Write out the entries below once more, exactly, with the pictures left out.

==== Input material ====

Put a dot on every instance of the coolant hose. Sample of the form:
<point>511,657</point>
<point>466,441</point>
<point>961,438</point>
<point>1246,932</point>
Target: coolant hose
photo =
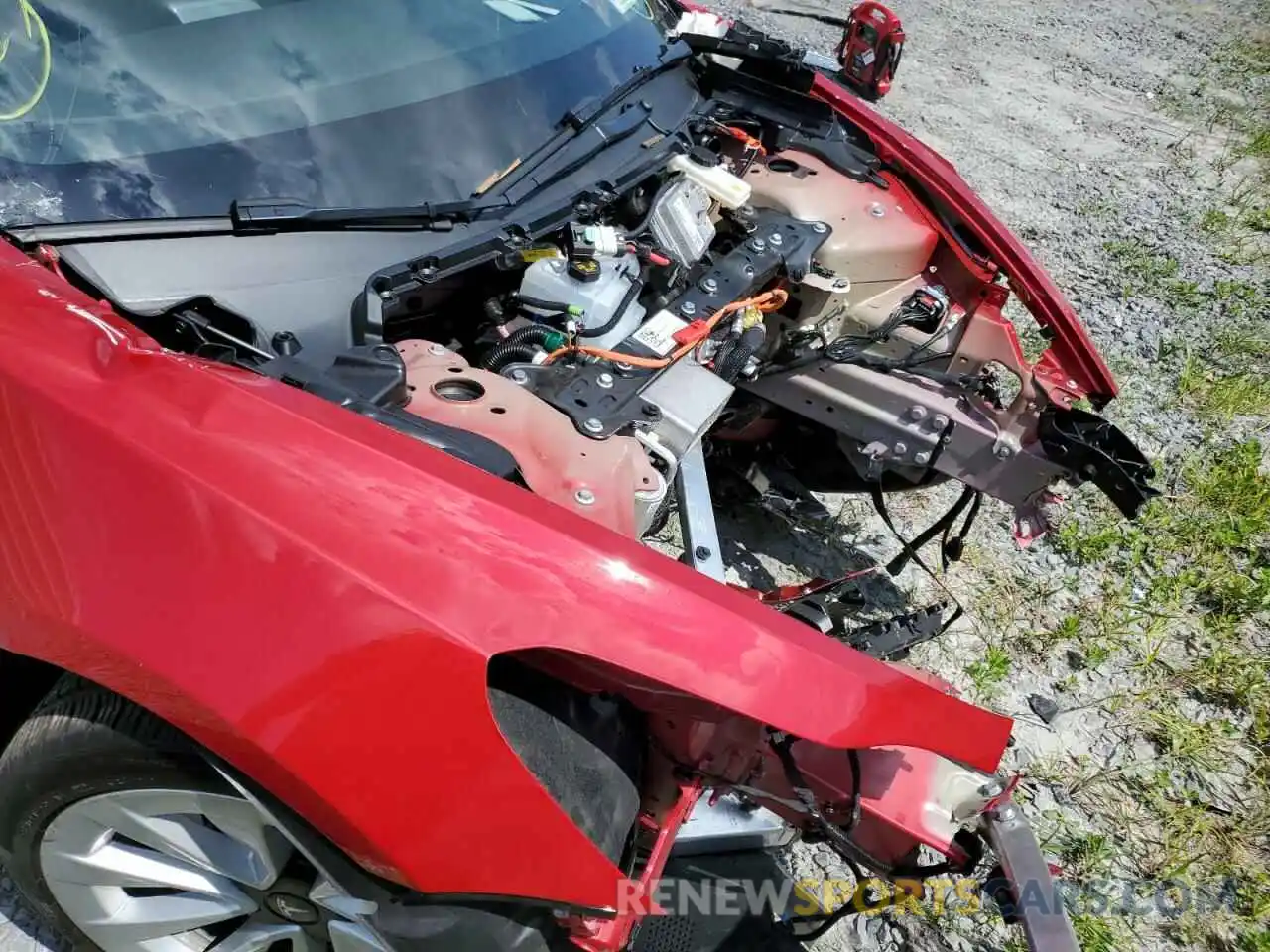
<point>538,303</point>
<point>622,307</point>
<point>518,347</point>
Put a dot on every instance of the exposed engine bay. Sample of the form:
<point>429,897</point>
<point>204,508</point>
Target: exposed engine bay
<point>761,293</point>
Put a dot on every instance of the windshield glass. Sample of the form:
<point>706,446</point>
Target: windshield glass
<point>173,108</point>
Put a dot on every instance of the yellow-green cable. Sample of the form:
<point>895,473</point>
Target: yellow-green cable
<point>32,22</point>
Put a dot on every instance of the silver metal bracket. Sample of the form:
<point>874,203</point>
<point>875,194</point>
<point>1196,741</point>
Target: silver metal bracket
<point>697,516</point>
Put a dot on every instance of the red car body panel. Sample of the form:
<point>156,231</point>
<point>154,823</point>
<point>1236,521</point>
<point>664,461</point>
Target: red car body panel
<point>1072,366</point>
<point>316,598</point>
<point>1072,363</point>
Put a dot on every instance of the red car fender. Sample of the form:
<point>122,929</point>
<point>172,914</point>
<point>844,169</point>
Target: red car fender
<point>316,598</point>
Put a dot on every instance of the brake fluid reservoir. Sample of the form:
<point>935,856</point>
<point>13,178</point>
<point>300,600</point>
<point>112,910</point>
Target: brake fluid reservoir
<point>601,298</point>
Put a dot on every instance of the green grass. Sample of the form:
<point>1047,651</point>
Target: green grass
<point>1187,597</point>
<point>1086,856</point>
<point>989,673</point>
<point>1216,397</point>
<point>1098,934</point>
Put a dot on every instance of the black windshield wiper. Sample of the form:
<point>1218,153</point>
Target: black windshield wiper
<point>275,214</point>
<point>583,117</point>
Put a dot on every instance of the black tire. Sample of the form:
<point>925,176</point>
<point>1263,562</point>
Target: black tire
<point>81,742</point>
<point>584,749</point>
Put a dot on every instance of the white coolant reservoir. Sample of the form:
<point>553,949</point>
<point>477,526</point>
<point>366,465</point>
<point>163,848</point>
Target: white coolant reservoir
<point>725,188</point>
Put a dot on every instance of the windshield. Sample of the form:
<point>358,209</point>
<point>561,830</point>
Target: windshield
<point>173,108</point>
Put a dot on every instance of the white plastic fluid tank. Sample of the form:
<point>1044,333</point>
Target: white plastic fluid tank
<point>549,280</point>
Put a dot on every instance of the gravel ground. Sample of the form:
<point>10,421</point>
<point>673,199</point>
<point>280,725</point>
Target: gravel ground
<point>1056,112</point>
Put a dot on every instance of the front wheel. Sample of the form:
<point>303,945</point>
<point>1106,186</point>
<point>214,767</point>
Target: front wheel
<point>125,839</point>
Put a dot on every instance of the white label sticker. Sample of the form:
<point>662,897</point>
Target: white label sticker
<point>658,334</point>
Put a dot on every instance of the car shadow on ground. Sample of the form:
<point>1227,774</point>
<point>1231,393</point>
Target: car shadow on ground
<point>21,929</point>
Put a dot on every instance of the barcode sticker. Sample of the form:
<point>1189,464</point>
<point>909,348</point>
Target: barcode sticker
<point>658,334</point>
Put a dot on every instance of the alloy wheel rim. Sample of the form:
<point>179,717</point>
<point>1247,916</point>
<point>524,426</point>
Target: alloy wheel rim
<point>187,871</point>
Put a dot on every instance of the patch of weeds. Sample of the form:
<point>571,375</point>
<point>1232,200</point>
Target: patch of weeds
<point>989,673</point>
<point>1202,746</point>
<point>1097,933</point>
<point>1224,398</point>
<point>1086,856</point>
<point>1206,543</point>
<point>1150,271</point>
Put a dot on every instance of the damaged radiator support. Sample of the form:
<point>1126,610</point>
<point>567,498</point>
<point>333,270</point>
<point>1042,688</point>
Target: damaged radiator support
<point>729,824</point>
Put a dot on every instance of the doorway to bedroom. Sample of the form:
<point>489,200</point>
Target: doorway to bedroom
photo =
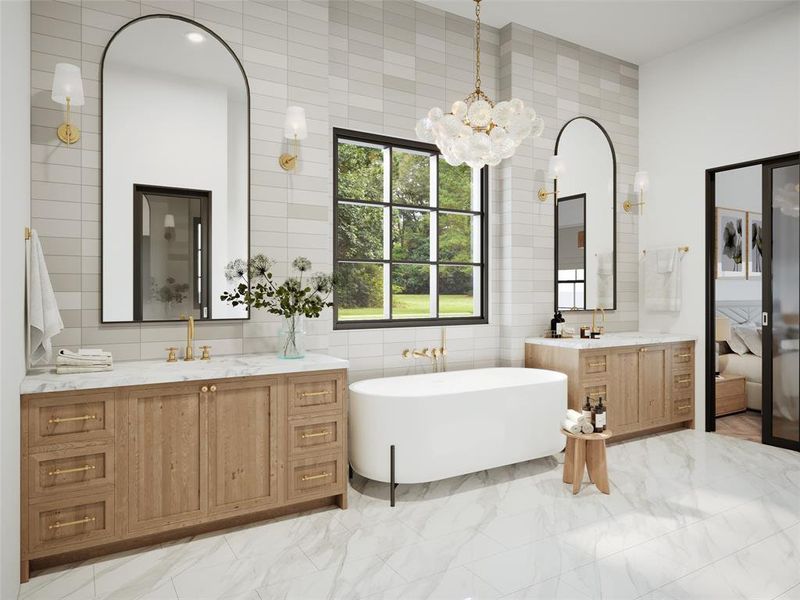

====

## [Solution]
Put a dot on every instance of the coolant hose. Sample of the form:
<point>511,657</point>
<point>466,441</point>
<point>961,438</point>
<point>1246,932</point>
Target: coolant hose
photo =
<point>538,303</point>
<point>622,307</point>
<point>518,347</point>
Put a dot on every instance of the exposed engine bay. Sample of the form:
<point>429,897</point>
<point>204,508</point>
Target: exposed engine bay
<point>761,293</point>
Put a dot on every instance of the windshield glass. Sample of the form:
<point>706,446</point>
Target: windshield glass
<point>173,108</point>
Put a dot on every instance of the yellow-green cable. Sample of the form:
<point>895,473</point>
Target: yellow-green cable
<point>32,22</point>
Put a dot on every instance of the silver metal bracket. Sample of the form:
<point>874,203</point>
<point>875,194</point>
<point>1196,741</point>
Target: silver metal bracket
<point>697,516</point>
Put a dot on every instance of the red car body panel. Sample of the form:
<point>156,231</point>
<point>154,823</point>
<point>1236,521</point>
<point>664,461</point>
Target: red car body panel
<point>1072,366</point>
<point>316,598</point>
<point>1072,363</point>
Put a dot on every instance of the red car fender. Sample of the form:
<point>122,929</point>
<point>172,914</point>
<point>844,169</point>
Target: red car fender
<point>316,598</point>
Put a dot on every instance of the brake fluid reservoir. Sample of the form:
<point>935,856</point>
<point>13,178</point>
<point>300,600</point>
<point>112,910</point>
Target: brake fluid reservoir
<point>601,298</point>
Put a dot on every instance of the green grass. Sample of the form:
<point>1047,651</point>
Target: green grass
<point>1187,597</point>
<point>1086,856</point>
<point>989,673</point>
<point>1216,397</point>
<point>1098,934</point>
Put a dot on every instance of the black windshield wiper. Sample of the form:
<point>1218,153</point>
Target: black windshield wiper
<point>275,214</point>
<point>583,117</point>
Put a dot on every instance of the black tire. Sample of the form:
<point>925,176</point>
<point>1263,562</point>
Target: black tire
<point>81,742</point>
<point>584,749</point>
Put a dot on every instance of the white coolant reservoir. Sample of the form:
<point>553,949</point>
<point>477,526</point>
<point>366,465</point>
<point>163,848</point>
Target: white coolant reservoir
<point>725,188</point>
Put a dot on every instance of the windshield. Sample of the form:
<point>358,209</point>
<point>561,830</point>
Target: windshield
<point>173,108</point>
Put a dot on every instance of the white plastic fluid tank. Sample of the form:
<point>1044,333</point>
Target: white plastic fluid tank
<point>549,280</point>
Put a dot on every instance of the gravel ground. Sample of the form:
<point>10,421</point>
<point>673,199</point>
<point>280,725</point>
Target: gravel ground
<point>1056,112</point>
Put a dot on every instance of the front wheel. Sample of the form:
<point>303,945</point>
<point>1106,186</point>
<point>214,767</point>
Target: front wheel
<point>125,839</point>
Put a dot on every instance of the white label sticker. Sample of the form:
<point>662,897</point>
Target: white label sticker
<point>658,334</point>
Put a dot on every instance of the car shadow on ground. Sample of the form:
<point>1227,774</point>
<point>1231,393</point>
Target: car shadow on ground
<point>21,929</point>
Put a dot on every instance of the barcode sticker. Sample of the form:
<point>1189,464</point>
<point>909,348</point>
Target: barcode sticker
<point>658,334</point>
Put a dot on every instance of the alloy wheel rim. Sample of the form:
<point>179,717</point>
<point>1247,916</point>
<point>524,426</point>
Target: alloy wheel rim
<point>187,871</point>
Put a dot on every instance of the patch of weeds. Sample of the form:
<point>571,375</point>
<point>1232,200</point>
Target: patch of weeds
<point>989,673</point>
<point>1202,746</point>
<point>1097,933</point>
<point>1224,398</point>
<point>1086,856</point>
<point>1206,543</point>
<point>1150,271</point>
Put a dot on every instance of the damaged radiator support. Sample of the form:
<point>1126,610</point>
<point>567,498</point>
<point>333,270</point>
<point>1042,688</point>
Target: damaged radiator support
<point>729,824</point>
Put a dot on every instance of the doorway to bedroom. Sample of the form:
<point>489,200</point>
Target: doorway to bedroom
photo =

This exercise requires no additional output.